#### Given records

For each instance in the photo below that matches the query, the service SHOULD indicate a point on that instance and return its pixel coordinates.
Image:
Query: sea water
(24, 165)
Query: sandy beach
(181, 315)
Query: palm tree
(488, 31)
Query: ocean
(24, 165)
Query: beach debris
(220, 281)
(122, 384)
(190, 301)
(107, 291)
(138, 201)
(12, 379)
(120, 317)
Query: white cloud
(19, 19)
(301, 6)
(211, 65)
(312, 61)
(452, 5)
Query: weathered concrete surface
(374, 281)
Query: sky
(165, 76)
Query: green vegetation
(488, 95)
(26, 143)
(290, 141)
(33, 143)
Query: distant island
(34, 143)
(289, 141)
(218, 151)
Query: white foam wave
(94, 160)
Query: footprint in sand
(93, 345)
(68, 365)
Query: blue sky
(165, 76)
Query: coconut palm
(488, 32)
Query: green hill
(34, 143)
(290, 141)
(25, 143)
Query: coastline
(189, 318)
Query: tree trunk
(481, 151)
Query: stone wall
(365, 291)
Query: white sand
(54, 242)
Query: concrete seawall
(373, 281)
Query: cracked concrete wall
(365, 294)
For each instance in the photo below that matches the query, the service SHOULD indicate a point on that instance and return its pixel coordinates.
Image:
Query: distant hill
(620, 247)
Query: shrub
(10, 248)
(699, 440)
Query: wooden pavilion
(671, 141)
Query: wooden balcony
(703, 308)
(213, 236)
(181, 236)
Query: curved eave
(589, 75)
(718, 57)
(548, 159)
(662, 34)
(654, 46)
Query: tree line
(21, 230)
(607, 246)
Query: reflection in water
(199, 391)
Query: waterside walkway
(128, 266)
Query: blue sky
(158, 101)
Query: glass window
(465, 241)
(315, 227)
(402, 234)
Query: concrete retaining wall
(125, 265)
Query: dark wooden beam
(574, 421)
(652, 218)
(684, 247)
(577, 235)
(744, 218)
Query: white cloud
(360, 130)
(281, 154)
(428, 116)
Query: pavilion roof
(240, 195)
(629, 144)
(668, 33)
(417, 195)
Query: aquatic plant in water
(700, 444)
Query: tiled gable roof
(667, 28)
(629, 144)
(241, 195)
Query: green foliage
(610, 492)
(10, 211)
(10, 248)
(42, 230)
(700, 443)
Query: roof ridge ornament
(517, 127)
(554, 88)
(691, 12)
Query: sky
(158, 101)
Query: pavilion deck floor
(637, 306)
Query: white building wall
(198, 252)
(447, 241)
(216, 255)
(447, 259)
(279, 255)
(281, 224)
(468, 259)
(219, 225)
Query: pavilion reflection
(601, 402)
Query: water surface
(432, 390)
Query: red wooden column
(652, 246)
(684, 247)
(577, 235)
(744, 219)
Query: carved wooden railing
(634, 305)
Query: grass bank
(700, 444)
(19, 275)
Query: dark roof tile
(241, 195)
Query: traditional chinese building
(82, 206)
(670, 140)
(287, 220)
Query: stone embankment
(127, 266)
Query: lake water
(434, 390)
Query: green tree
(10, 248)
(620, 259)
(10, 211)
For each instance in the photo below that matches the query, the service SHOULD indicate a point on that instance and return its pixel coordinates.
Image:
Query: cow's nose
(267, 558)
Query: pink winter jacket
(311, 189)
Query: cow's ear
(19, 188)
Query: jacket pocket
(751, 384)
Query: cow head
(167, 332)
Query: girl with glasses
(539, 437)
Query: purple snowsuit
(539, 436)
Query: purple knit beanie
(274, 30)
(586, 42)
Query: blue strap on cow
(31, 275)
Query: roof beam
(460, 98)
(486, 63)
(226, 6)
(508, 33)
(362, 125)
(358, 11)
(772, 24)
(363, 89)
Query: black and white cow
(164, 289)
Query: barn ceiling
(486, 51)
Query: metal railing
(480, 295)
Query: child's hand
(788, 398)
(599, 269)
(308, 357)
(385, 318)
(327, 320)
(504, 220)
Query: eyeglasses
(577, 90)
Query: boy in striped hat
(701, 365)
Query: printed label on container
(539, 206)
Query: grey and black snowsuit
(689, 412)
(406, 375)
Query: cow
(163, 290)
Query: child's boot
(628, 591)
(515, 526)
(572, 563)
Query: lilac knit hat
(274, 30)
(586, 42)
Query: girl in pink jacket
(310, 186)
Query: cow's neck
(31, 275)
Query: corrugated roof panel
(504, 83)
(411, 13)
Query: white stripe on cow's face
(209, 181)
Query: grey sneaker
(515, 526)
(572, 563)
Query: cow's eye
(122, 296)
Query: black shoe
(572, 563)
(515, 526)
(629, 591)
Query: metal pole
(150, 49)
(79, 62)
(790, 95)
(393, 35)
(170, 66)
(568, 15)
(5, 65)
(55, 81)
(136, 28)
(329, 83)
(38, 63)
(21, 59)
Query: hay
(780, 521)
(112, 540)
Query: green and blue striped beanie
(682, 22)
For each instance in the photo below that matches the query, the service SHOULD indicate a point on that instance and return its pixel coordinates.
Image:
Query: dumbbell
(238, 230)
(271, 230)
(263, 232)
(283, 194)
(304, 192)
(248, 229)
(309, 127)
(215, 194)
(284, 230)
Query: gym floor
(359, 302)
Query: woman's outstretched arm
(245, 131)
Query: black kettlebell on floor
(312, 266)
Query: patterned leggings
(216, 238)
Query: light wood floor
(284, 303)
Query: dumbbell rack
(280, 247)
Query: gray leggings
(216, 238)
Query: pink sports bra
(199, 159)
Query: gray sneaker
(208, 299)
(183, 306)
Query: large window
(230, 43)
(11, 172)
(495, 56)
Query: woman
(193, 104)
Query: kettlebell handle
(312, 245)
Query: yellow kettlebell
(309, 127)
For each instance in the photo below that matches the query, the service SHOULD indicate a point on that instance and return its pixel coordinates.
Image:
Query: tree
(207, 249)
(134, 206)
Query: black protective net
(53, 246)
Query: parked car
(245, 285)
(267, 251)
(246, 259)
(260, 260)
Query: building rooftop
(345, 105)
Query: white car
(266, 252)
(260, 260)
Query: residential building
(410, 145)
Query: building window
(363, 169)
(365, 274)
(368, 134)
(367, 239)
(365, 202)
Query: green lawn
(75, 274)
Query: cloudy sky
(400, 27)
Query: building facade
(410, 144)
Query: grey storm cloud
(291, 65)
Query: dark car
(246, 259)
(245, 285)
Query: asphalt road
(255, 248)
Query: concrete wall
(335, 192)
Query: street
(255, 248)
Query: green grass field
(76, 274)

########

▸ **What the exercise asks**
Repeat the listing in full, keeping every line exactly as it is.

▸ **Exercise output**
For each instance in the photo below that matches the query, the service SHOULD indicate a point on that instance and return its pixel coordinates.
Image:
Query: sea water
(24, 165)
Query: sandy beach
(181, 315)
Query: palm tree
(488, 31)
Query: ocean
(24, 165)
Query: beach debris
(220, 281)
(122, 384)
(190, 301)
(107, 291)
(138, 201)
(12, 379)
(120, 317)
Query: white cloud
(19, 19)
(301, 6)
(211, 65)
(312, 61)
(452, 5)
Query: weathered concrete surface
(374, 281)
Query: sky
(165, 76)
Query: green vegetation
(488, 95)
(26, 143)
(290, 141)
(33, 143)
Query: distant island
(34, 143)
(289, 141)
(218, 151)
Query: white foam wave
(94, 160)
Query: footprint in sand
(93, 345)
(68, 365)
Query: blue sky
(165, 76)
Query: coconut palm
(488, 32)
Query: green hill
(34, 143)
(290, 141)
(25, 143)
Query: coastline
(189, 318)
Query: tree trunk
(481, 151)
Query: stone wall
(365, 291)
Query: white sand
(54, 242)
Query: concrete seawall
(373, 281)
Query: cracked concrete wall
(365, 294)
For each instance in the photo below that matches the query, the service SHOULD indicate a point on that instance and return its pixel coordinates.
Image:
Query: distant hill
(620, 247)
Query: shrub
(10, 248)
(699, 440)
Query: wooden pavilion
(671, 141)
Query: wooden balcony
(703, 308)
(213, 236)
(181, 236)
Query: curved eave
(589, 75)
(718, 57)
(548, 159)
(662, 34)
(654, 46)
Query: tree line
(21, 230)
(607, 246)
Query: reflection in water
(199, 391)
Query: waterside walkway
(128, 266)
Query: blue sky
(158, 101)
Query: glass window
(465, 241)
(315, 227)
(402, 234)
Query: concrete retaining wall
(125, 265)
Query: dark wooden beam
(574, 421)
(652, 218)
(684, 247)
(577, 235)
(744, 218)
Query: white cloud
(360, 130)
(281, 154)
(428, 116)
Query: pavilion roof
(240, 195)
(629, 144)
(668, 33)
(417, 195)
Query: aquatic plant in water
(700, 444)
Query: tiled gable roof
(667, 28)
(629, 144)
(241, 195)
Query: green foliage
(610, 492)
(10, 211)
(10, 248)
(42, 230)
(700, 443)
Query: roof ridge ornament
(517, 127)
(554, 88)
(691, 12)
Query: sky
(158, 101)
Query: pavilion deck floor
(637, 306)
Query: white building wall
(198, 252)
(447, 241)
(216, 255)
(447, 259)
(279, 255)
(281, 224)
(468, 259)
(219, 225)
Query: pavilion reflection
(601, 402)
Query: water surface
(432, 390)
Query: red wooden column
(652, 246)
(684, 247)
(577, 235)
(744, 219)
Query: carved wooden railing
(634, 305)
Query: grass bank
(700, 444)
(19, 275)
Query: dark roof tile
(241, 195)
Query: traditional chinese building
(82, 206)
(670, 140)
(287, 220)
Query: stone embankment
(127, 266)
Query: lake water
(434, 390)
Query: green tree
(10, 248)
(620, 259)
(10, 211)
For each instance in the photo below that matches the query, the service SHOULD indicate a point on that instance and return its pixel coordinates.
Image:
Query: cow's nose
(267, 558)
Query: pink winter jacket
(311, 189)
Query: cow's ear
(19, 188)
Query: jacket pocket
(751, 384)
Query: cow head
(167, 332)
Query: girl with glasses
(539, 437)
Query: purple snowsuit
(539, 436)
Query: purple knit beanie
(274, 30)
(586, 42)
Query: blue strap on cow
(31, 275)
Query: roof beam
(460, 98)
(486, 63)
(226, 6)
(508, 33)
(362, 125)
(358, 11)
(772, 24)
(363, 89)
Query: black and white cow
(164, 289)
Query: barn ceiling
(486, 51)
Query: metal railing
(480, 295)
Query: child's hand
(788, 398)
(599, 269)
(308, 357)
(385, 318)
(327, 320)
(504, 220)
Query: eyeglasses
(577, 90)
Query: boy in striped hat
(701, 365)
Query: printed label on container
(539, 206)
Query: grey and black snowsuit
(689, 412)
(406, 375)
Query: cow
(163, 290)
Query: child's boot
(628, 591)
(515, 526)
(572, 563)
Query: lilac knit hat
(274, 30)
(586, 42)
Query: girl in pink jacket
(310, 186)
Query: cow's neck
(31, 275)
Query: corrugated roof panel
(504, 83)
(411, 13)
Query: white stripe on cow's face
(209, 181)
Query: grey sneaker
(515, 526)
(572, 563)
Query: cow's eye
(122, 296)
Query: black shoe
(572, 563)
(515, 526)
(629, 591)
Query: metal pole
(150, 49)
(79, 62)
(790, 95)
(393, 35)
(170, 66)
(568, 15)
(5, 65)
(55, 81)
(136, 28)
(329, 83)
(38, 63)
(21, 59)
Query: hay
(780, 521)
(112, 540)
Query: green and blue striped beanie
(682, 22)
For each instance in the photo below that matches the query, the service SHOULD indicate a point on that instance and return its pixel coordinates.
Image:
Query: dumbbell
(238, 230)
(271, 230)
(263, 232)
(283, 194)
(304, 192)
(248, 229)
(309, 127)
(215, 194)
(284, 230)
Query: gym floor
(359, 302)
Query: woman's outstretched arm
(245, 131)
Query: black kettlebell on floor
(312, 266)
Query: patterned leggings
(216, 238)
Query: light wood floor
(284, 303)
Query: dumbbell rack
(280, 247)
Query: gray leggings
(216, 238)
Query: pink sports bra
(199, 159)
Query: gray sneaker
(208, 299)
(183, 306)
Query: large window
(230, 43)
(11, 172)
(495, 56)
Query: woman
(193, 104)
Query: kettlebell handle
(312, 245)
Query: yellow kettlebell
(309, 127)
For each instance in the photo below that matches the query, the service SHOULD indicate a point on that instance and return its pixel coordinates.
Image:
Query: tree
(207, 249)
(134, 206)
Query: black protective net
(53, 246)
Query: parked car
(245, 285)
(267, 251)
(246, 259)
(260, 260)
Query: building rooftop
(345, 105)
Query: white car
(266, 252)
(260, 260)
Query: residential building
(410, 145)
Query: building window
(363, 169)
(365, 274)
(368, 134)
(367, 239)
(365, 202)
Query: green lawn
(75, 274)
Query: cloudy sky
(400, 27)
Query: building facade
(410, 144)
Query: grey storm cloud
(291, 65)
Query: dark car
(246, 259)
(245, 285)
Query: asphalt road
(255, 248)
Query: concrete wall
(335, 192)
Query: street
(255, 248)
Query: green grass field
(76, 274)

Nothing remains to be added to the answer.